Excerpt to read
— START —

Despite the fact that inter-competitor communications—and especially the exchange of confidential pricing plans—are plus factors indicative of collusion,[179] many courts minimize the legal significance of this evidence when salespeople are the messengers for such an exchange. Most famously, or infamously, the Third Circuit in Baby Food held that “[e]vidence of sporadic exchanges of shop talk among field sales representatives who lack pricing authority is insufficient to survive summary judgment.”[180] The court reasoned, in part, that antitrust plaintiffs must prove “that the exchanges of information had an impact on pricing decisions.”[181] That is wrong as a matter of law.[182] The inter-competitor exchange of price information is circumstantial evidence of collusion, regardless of whether that exchange raised prices.[183]

More importantly for our purposes, the Baby Food court minimized the significance and importance of price exchanges among rival field representatives by characterizing such discussions as “shop talk,” “chit-chat,” and “casual conversations at trade shows or while stocking shelves,” all “far removed from a concerted reciprocal exchange of important pricing and marketing information by the officers of major companies.”[184] This characterization ignores the possibility that low-level employees could receive information from a rival firm and then pass it on to executives with pricing authority.

— END —

Data listing
— START —

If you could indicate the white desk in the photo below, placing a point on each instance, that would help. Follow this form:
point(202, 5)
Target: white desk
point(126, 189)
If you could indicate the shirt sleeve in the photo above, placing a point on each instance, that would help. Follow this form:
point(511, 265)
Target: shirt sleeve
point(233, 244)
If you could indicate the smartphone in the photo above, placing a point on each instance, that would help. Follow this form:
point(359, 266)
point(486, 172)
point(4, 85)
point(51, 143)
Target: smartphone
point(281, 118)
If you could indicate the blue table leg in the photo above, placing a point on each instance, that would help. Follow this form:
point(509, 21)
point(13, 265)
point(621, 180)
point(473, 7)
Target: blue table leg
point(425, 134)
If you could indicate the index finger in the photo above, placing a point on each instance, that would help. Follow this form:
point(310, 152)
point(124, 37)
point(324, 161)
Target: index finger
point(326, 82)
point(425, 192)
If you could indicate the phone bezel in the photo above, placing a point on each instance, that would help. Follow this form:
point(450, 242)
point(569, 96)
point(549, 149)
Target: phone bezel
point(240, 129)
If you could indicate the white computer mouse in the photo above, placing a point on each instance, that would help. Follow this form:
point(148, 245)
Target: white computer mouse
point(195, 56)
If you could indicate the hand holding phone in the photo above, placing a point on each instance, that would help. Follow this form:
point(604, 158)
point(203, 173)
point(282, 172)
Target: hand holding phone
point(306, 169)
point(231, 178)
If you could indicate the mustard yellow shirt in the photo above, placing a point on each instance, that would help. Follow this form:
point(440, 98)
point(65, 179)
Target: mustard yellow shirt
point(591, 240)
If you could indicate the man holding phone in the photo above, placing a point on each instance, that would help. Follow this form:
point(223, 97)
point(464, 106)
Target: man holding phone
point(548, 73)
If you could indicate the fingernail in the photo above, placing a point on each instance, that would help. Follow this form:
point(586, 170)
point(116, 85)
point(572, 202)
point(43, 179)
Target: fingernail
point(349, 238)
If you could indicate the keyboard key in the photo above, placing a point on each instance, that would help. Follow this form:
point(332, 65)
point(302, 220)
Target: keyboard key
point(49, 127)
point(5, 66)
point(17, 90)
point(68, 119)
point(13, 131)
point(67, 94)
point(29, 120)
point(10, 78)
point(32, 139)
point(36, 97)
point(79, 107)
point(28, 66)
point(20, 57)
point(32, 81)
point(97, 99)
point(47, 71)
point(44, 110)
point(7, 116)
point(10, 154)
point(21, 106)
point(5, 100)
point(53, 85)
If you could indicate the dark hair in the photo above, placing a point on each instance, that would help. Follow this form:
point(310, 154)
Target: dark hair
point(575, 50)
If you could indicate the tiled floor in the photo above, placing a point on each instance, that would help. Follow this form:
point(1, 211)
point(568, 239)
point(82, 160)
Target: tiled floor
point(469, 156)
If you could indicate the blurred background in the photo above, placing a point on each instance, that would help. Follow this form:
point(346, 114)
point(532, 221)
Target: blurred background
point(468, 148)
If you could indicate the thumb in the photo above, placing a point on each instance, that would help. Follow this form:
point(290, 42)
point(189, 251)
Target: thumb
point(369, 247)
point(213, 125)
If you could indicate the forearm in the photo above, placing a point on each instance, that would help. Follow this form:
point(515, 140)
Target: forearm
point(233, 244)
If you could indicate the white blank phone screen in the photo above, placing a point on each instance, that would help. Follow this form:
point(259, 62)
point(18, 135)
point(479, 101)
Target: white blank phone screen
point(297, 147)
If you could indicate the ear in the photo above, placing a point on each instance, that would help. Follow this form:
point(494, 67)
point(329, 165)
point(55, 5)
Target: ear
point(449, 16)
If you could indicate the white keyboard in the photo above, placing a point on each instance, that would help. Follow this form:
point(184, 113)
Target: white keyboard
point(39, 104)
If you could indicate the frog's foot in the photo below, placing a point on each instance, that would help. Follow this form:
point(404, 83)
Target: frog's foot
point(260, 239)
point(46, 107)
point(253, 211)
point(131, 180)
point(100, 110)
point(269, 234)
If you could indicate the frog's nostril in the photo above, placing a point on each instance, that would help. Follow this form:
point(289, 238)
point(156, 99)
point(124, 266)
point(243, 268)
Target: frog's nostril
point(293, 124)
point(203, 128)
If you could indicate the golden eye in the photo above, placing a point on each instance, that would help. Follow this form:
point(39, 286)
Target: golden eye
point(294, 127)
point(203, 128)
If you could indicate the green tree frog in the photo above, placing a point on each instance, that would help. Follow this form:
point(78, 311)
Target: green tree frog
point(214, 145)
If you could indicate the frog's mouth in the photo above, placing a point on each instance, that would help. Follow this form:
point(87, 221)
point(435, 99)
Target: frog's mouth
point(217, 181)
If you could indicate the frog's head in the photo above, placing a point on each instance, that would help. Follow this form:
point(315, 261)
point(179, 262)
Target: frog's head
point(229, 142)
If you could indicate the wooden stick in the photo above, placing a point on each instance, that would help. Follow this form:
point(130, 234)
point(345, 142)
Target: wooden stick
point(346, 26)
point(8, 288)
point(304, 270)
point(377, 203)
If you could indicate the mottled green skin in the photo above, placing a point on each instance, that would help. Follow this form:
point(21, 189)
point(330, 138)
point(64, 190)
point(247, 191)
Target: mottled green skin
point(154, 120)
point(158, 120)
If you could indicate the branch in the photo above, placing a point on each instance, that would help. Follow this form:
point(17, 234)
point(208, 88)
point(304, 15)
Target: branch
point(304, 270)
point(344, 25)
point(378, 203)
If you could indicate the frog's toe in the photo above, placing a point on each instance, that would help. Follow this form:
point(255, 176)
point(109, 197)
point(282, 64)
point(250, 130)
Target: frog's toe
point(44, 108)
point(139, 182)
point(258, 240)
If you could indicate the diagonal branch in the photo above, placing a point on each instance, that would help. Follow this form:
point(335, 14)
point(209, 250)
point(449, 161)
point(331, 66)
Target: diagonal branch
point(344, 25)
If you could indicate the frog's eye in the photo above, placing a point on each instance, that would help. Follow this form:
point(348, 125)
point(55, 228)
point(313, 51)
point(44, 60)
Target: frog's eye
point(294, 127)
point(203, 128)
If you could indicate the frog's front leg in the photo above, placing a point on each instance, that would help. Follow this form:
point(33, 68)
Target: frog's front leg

— END —

Task set
- a) According to the passage on the Baby Food decision, which court decided Baby Food?
- b) Reproduce the passage on the Baby Food decision word for word, starting at "More importantly for" and ending at "with pricing authority.".
- c) Write the next part of the passage on the Baby Food decision, picking up after its final sentence.
None of the data is needed here.

Final answers
- a) The Third Circuit.

- b)
More importantly for our purposes, the Baby Food court minimized the significance and importance of price exchanges among rival field representatives by characterizing such discussions as “shop talk,” “chit-chat,” and “casual conversations at trade shows or while stocking shelves,” all “far removed from a concerted reciprocal exchange of important pricing and marketing information by the officers of major companies.”[184] This characterization ignores the possibility that low-level employees could receive information from a rival firm and then pass it on to executives with pricing authority.

- c)
Factually, the Third Circuit’s assertion that the inter-competitor price exchanges were merely sporadic “shop talk” mischaracterized those exchanges. Despite this belittling label, the court’s opinion clearly recounts how a former Heinz sales representative and a former Heinz district sales manager provided testimony that “such exchanges among sales representatives were common in the baby food industry” and that “they were required to submit competitive activity reports to their superiors concerning baby food sales from information they picked up from competitor sales representatives.”[185] The sales representative “testified that he exchanged future price information with various sales representatives of Beech–Nut and Gerber as to whether Heinz, Beech–Nut, and Gerber were planning to announce future price increases.”[186] The Third Circuit acknowledged that, like Heinz, “Beech–Nut also required its sales representatives to gather competitive information.”[187] In other words, by the court’s own admission, this was neither mere shop talk nor chit-chat; this was corporate policy.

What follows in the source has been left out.